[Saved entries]
········

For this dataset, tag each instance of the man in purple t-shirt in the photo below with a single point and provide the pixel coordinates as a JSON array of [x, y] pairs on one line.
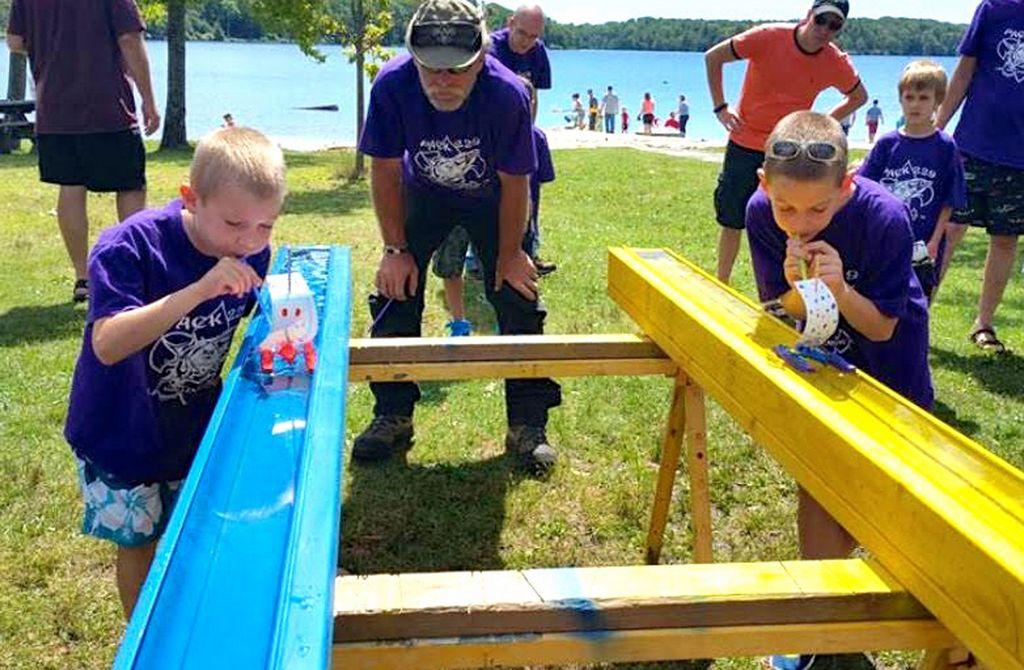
[[83, 56], [989, 81], [520, 48], [450, 132]]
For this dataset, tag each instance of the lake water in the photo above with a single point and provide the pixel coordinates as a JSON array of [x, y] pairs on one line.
[[263, 84]]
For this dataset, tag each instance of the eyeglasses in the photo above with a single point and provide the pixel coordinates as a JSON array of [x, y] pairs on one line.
[[788, 150], [833, 24]]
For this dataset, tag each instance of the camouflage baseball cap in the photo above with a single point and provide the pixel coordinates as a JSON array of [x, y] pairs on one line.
[[445, 34]]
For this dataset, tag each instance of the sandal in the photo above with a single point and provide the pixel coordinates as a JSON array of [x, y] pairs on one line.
[[985, 339], [81, 291]]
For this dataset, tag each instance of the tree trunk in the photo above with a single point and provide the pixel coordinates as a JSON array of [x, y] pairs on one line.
[[359, 114], [174, 116], [15, 91]]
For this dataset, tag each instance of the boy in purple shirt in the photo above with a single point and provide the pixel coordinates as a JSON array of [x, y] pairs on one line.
[[989, 81], [450, 134], [856, 238], [921, 165], [84, 57], [520, 48], [169, 287]]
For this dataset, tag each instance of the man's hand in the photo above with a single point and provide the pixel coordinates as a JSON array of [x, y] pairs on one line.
[[517, 269], [228, 277], [397, 277], [728, 119], [827, 266], [151, 117]]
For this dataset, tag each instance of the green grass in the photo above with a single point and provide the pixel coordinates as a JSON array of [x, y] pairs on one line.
[[456, 504]]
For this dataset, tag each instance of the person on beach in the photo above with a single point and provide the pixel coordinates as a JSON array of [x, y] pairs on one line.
[[84, 58], [989, 82], [647, 113], [169, 288], [787, 66], [683, 115], [873, 118], [462, 156]]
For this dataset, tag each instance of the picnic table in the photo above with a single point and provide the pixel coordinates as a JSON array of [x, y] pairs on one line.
[[13, 125]]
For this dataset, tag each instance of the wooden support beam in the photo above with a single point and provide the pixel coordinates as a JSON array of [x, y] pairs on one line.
[[637, 645], [937, 509], [458, 620], [424, 359], [574, 599], [668, 464]]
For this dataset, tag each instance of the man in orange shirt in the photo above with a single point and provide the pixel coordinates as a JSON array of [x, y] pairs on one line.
[[788, 66]]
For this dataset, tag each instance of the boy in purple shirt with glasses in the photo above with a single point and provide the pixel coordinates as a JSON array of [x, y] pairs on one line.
[[450, 133], [855, 237]]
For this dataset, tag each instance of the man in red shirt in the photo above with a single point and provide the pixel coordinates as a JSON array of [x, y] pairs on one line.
[[84, 57], [787, 66]]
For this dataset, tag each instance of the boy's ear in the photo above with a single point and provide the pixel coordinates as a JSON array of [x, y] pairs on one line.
[[188, 197]]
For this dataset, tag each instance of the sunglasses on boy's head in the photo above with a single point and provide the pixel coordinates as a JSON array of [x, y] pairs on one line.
[[829, 21], [787, 150]]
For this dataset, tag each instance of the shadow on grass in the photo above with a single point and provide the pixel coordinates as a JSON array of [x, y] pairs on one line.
[[948, 414], [444, 516], [999, 374], [41, 324]]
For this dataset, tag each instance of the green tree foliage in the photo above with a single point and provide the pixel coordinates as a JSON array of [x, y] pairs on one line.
[[232, 19]]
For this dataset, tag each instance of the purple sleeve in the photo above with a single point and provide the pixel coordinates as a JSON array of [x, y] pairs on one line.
[[516, 154], [886, 281], [972, 42], [125, 17], [876, 162], [15, 22], [116, 279], [383, 136], [543, 73], [767, 249], [955, 181], [545, 167]]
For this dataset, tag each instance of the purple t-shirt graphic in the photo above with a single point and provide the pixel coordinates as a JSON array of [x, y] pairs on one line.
[[451, 154], [534, 65], [81, 85], [139, 419], [872, 236], [991, 125], [927, 173], [545, 172]]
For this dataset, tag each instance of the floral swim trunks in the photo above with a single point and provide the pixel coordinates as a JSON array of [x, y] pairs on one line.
[[126, 514]]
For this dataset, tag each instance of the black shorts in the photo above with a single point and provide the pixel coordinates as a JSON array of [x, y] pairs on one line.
[[102, 161], [994, 198], [736, 183]]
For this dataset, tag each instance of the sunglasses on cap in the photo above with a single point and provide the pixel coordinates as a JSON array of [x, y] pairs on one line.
[[830, 22], [787, 150]]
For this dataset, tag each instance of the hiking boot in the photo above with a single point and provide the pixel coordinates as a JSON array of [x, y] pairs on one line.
[[459, 328], [529, 446], [385, 435], [544, 266]]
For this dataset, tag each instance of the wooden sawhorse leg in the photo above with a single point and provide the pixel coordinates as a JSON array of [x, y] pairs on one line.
[[686, 423]]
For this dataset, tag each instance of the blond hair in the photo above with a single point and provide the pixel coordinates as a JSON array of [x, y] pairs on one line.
[[242, 157], [924, 75], [804, 128]]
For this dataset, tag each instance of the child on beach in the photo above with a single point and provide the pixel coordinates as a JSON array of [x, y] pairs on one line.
[[169, 287], [855, 237], [920, 165]]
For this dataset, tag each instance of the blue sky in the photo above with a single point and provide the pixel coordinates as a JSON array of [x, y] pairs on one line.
[[580, 11]]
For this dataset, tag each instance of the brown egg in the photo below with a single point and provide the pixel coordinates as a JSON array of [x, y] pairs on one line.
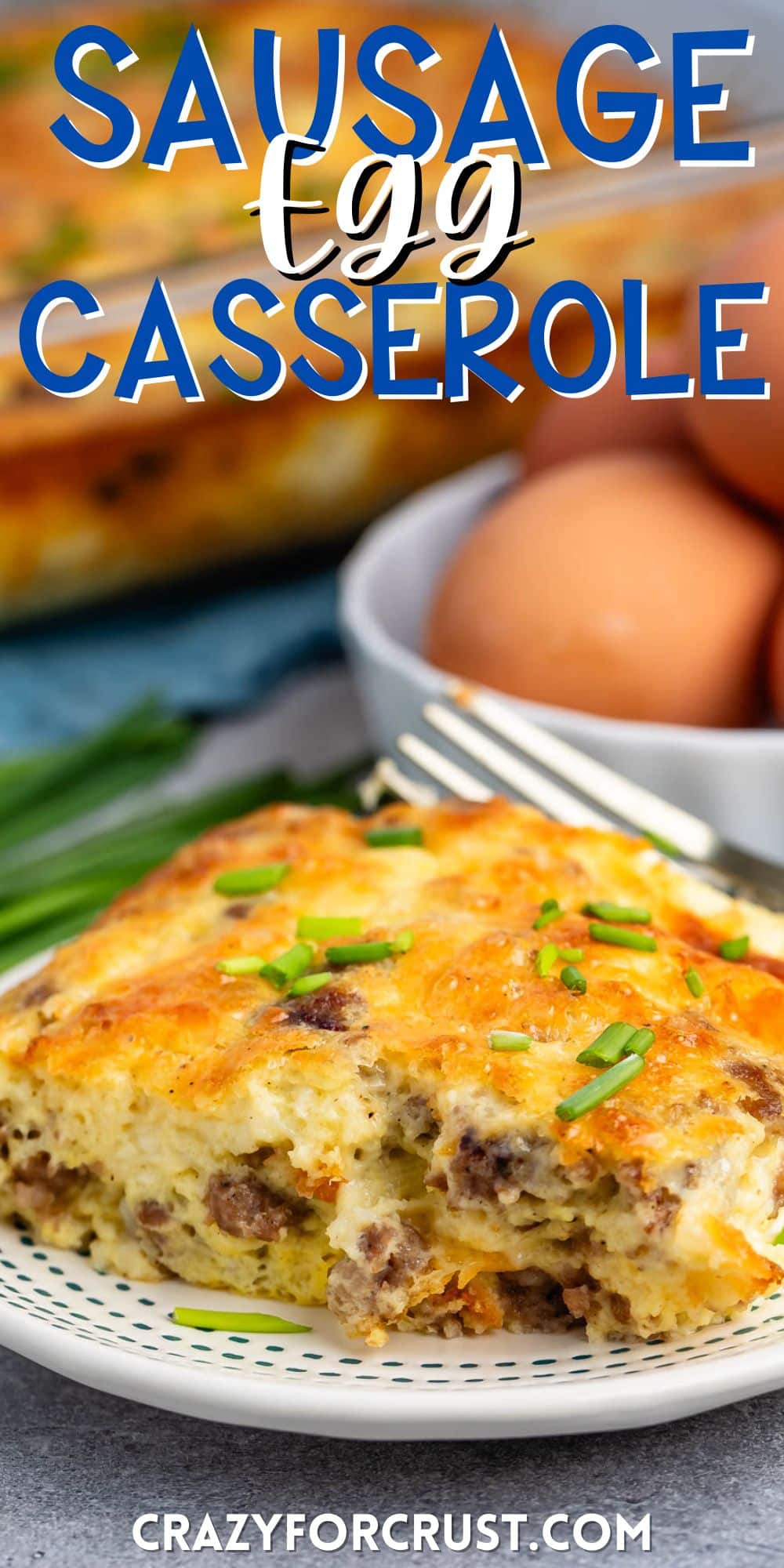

········

▸ **Task brief**: Please rewrite part of the data above as a Markdown table with the columns Row and Line, leaving out blank lines. Begin at the line that has "purple shirt with" and stop after the line that has "[[188, 197]]".

▸ **Problem solution**:
| Row | Line |
|---|---|
| 1 | For this dataset, tag each instance of the boy in purple shirt with glasses in the photo above with a single point and provide the pixel coordinates as a JSON array of [x, y] pairs on one line. |
| 2 | [[450, 133], [855, 237]] |
| 3 | For this dataset, tag each instance of the man in red shirt in the photo above with a single point and provide the pixel coordinates as a JSON array of [x, y] pairs on one line. |
| 4 | [[84, 57], [787, 66]] |
| 5 | For this dataset, tag each instance of the boy's ear in the photo above with a single point and provide the pixel coordinates as a JSON array of [x, y] pairs on one line. |
| 6 | [[188, 197]] |